Shape boundary data:
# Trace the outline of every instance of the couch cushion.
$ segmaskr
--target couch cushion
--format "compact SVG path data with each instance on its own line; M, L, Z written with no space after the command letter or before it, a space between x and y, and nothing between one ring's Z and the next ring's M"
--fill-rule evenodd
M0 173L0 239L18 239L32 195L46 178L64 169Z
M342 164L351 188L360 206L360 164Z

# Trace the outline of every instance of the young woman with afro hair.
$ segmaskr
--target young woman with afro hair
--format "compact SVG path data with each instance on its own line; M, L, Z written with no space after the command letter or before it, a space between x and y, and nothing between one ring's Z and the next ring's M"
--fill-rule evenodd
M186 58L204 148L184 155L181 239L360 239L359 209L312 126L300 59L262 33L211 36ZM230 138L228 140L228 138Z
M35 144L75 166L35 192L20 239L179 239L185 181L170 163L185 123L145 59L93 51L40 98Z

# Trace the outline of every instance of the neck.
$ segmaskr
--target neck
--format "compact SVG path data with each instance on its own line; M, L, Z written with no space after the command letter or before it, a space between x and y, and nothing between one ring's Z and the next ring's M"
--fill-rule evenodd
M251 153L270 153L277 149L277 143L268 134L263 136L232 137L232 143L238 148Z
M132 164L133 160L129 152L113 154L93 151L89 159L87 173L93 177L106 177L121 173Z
==
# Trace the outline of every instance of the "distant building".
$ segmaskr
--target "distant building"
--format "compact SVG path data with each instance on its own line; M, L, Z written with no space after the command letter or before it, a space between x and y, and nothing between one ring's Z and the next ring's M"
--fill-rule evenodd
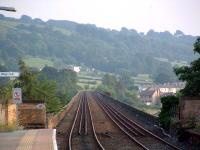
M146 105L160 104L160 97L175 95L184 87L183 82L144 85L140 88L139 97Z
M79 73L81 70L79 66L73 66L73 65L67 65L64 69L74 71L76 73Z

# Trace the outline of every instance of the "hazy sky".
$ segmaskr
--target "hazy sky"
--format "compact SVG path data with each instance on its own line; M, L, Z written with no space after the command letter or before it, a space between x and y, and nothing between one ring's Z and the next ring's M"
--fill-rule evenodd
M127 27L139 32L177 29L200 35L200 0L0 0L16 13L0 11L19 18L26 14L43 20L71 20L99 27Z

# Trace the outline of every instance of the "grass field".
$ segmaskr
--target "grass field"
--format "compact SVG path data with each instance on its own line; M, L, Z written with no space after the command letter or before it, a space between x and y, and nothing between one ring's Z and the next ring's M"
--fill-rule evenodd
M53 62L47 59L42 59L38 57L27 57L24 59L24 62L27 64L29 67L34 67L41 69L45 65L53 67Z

WRITTEN EXERCISE: Can you retype the lines of the data above, starting at the line that contains "# Trace the outline of every instance of the young" and ending at the line that contains "M35 144L75 166L35", exactly as they appear?

TASK RESULT:
# Trace the outline of every instance of the young woman with afro hair.
$ segmaskr
--target young woman with afro hair
--format "compact SVG path data with each instance on its own line; M, L, Z written with no space after the command letter or before it, a space between x and y, and nothing between one ring's Z and the next ring's M"
--fill-rule evenodd
M186 58L204 148L184 155L181 239L360 239L359 209L312 126L300 59L262 33L211 36ZM230 138L228 140L228 138Z
M35 144L75 166L35 192L20 239L179 239L185 181L170 163L185 123L145 59L93 51L40 98Z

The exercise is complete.